◆ **PROBLEM DETAILS**
Each line of the data that includes the string "indicate" is to be copied out.

◆ **DATA TO EXAMINE**
Content starts

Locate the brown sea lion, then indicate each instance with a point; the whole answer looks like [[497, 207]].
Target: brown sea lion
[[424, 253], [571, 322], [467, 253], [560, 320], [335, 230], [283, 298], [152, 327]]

Content ends
Content starts

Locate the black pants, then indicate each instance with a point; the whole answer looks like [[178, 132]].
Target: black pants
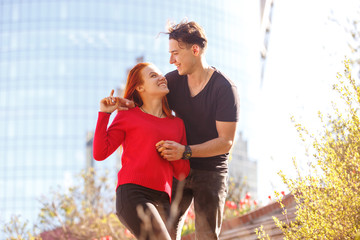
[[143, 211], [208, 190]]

Content ends
Content starts

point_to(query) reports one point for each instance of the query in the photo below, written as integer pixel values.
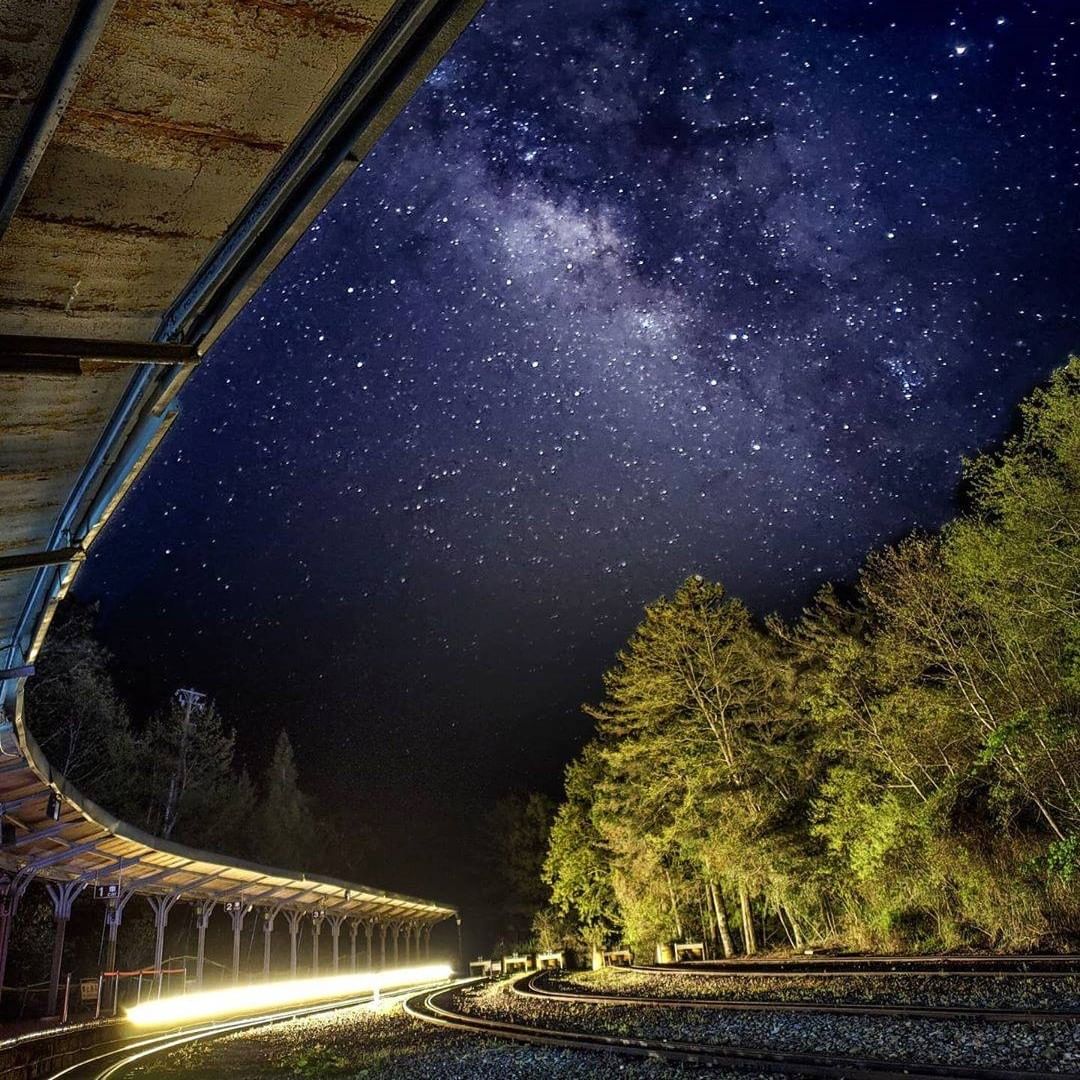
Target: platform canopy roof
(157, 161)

Content ends

◆ **REPLY**
Locate the brown sea lion, then indicate each instance with a point; the whole answer looks like [[497, 207]].
Locate the black pants, then indicate each instance with a point; the whole answer looks like [[178, 132]].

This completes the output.